- Work task:
Each line of the entries that mentions the string "dock" needs to be reported.

(Records contained in a dataset)
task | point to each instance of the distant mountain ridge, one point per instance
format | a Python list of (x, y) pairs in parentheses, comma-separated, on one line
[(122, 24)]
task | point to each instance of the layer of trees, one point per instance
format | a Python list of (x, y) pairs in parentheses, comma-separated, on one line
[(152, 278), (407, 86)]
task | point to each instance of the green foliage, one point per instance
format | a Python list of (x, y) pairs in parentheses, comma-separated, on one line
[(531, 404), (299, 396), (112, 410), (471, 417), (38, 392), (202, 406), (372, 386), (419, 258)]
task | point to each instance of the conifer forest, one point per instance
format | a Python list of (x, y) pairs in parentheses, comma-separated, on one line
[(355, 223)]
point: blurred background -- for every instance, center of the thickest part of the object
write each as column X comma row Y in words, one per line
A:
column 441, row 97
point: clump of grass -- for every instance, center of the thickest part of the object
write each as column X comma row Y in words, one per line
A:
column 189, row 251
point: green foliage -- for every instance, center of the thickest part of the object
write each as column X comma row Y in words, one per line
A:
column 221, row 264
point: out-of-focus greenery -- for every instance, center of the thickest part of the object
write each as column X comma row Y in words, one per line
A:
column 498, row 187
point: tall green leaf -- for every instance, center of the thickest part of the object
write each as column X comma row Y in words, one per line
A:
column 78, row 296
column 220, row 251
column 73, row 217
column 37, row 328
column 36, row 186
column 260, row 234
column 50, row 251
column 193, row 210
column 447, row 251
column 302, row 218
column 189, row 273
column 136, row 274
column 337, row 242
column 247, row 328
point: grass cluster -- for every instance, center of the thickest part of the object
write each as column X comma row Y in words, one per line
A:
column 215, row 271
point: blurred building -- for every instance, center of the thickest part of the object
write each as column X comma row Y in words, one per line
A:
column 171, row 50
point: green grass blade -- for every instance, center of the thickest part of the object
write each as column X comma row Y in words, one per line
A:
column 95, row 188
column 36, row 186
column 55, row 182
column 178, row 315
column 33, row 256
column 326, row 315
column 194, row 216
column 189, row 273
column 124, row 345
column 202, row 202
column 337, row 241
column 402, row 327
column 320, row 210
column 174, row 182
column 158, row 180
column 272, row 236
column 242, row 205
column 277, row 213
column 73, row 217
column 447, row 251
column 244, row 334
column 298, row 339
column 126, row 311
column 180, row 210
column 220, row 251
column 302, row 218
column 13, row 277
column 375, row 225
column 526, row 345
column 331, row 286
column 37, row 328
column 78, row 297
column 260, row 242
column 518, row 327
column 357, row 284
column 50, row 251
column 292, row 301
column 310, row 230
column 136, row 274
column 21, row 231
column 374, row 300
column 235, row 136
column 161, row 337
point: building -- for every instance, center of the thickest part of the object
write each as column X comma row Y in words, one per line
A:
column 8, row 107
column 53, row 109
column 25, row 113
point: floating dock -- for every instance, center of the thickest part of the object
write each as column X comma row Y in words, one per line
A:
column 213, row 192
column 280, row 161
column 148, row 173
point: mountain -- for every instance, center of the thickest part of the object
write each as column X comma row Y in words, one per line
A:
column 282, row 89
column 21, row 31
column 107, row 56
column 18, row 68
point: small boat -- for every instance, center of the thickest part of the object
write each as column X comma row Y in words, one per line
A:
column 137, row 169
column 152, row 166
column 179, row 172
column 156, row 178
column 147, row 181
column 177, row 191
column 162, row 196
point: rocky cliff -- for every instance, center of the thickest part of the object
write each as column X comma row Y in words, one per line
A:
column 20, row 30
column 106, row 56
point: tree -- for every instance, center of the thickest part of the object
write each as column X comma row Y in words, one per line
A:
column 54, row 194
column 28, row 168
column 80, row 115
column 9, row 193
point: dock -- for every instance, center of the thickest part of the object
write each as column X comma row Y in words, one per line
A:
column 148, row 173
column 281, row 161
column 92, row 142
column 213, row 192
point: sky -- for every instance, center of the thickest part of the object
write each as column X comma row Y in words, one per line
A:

- Written response:
point: floating dock -- for every instance, center of the thickest part of the object
point: dock -- for every instance, center of the thickest part of the object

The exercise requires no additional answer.